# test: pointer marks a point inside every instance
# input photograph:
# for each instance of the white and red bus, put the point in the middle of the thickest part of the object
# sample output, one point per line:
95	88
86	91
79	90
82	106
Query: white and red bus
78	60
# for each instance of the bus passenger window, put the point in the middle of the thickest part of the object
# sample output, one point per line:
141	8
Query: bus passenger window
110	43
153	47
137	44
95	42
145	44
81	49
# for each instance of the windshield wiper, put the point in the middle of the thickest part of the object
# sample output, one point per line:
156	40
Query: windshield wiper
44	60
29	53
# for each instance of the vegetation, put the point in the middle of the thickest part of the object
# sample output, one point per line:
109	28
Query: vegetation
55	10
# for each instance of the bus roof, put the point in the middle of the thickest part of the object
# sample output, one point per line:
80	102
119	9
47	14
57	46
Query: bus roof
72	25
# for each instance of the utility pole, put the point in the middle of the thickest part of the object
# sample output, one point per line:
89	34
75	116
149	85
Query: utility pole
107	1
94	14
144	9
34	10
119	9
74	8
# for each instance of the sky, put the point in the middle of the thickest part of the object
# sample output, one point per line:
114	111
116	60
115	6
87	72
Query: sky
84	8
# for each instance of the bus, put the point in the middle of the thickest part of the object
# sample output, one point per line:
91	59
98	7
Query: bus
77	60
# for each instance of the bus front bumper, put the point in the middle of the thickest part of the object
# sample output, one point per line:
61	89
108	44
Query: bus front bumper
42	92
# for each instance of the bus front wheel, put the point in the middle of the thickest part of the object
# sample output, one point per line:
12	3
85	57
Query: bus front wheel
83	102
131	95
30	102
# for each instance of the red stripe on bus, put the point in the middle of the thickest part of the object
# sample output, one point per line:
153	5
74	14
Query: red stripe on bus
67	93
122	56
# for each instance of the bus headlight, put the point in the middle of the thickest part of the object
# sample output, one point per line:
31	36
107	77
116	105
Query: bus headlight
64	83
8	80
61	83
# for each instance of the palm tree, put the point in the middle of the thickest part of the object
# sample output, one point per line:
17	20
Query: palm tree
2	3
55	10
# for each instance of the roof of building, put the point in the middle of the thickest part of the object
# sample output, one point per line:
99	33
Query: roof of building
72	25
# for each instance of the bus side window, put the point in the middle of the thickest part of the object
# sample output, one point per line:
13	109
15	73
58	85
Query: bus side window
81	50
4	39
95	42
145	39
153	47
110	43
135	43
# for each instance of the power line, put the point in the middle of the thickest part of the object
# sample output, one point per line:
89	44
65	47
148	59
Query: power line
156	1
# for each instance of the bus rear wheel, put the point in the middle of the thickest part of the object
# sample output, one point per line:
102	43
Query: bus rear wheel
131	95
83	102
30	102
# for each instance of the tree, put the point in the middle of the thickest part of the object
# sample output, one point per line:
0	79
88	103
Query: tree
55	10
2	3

Written problem
Turn the records from the line with "# for each instance of the red" through the end of the records into a numbered list, skipping blank lines.

Solution for this exercise
1. # for each instance of the red stripe on bus, put the point in the middle of the thickest part of the object
2. # sample output, one point per line:
3. 153	5
4. 74	14
5. Query: red stripe on bus
6. 67	93
7. 122	56
8. # for each instance of the bus headlight, put the point in the middle of the thickest part of the object
9. # sample output, one point per line:
10. 31	36
11. 107	77
12. 116	105
13. Query: bus headlight
14. 64	83
15. 8	80
16. 61	83
17. # for each instance of the palm tree, put the point in the middle of the thickest part of the object
18. # sample output, one point per line:
19. 17	20
20. Query: palm tree
21. 2	3
22. 55	10
23. # for each instance of the roof of building, put the point in the middle of the thickest part of the object
24. # sample output, one point per line:
25. 99	33
26. Query: roof of building
27. 72	25
28. # for each instance of the bus side window, put the point in the middle of the thickest part of the object
29. # sample output, one point per line:
30. 13	109
31. 15	73
32. 58	85
33. Query: bus side window
34. 81	50
35. 4	39
36. 95	42
37. 145	39
38. 153	47
39. 110	43
40. 135	43
41. # for each instance of the power line, put the point in the middle of the thickest part of the object
42. # sample output, one point per line:
43. 89	44
44. 65	47
45. 148	59
46. Query: power line
47. 156	1
48. # for each instance of the bus rear wheel, put the point in the middle of the thickest part of the object
49. # sample output, one point per line:
50. 102	43
51. Query: bus rear wheel
52. 131	95
53. 83	102
54. 30	102
55. # for each instance of the tree, put the point in the middle of the thickest part of the object
56. # sample output, one point per line:
57. 0	79
58. 88	103
59. Query: tree
60. 55	10
61. 2	3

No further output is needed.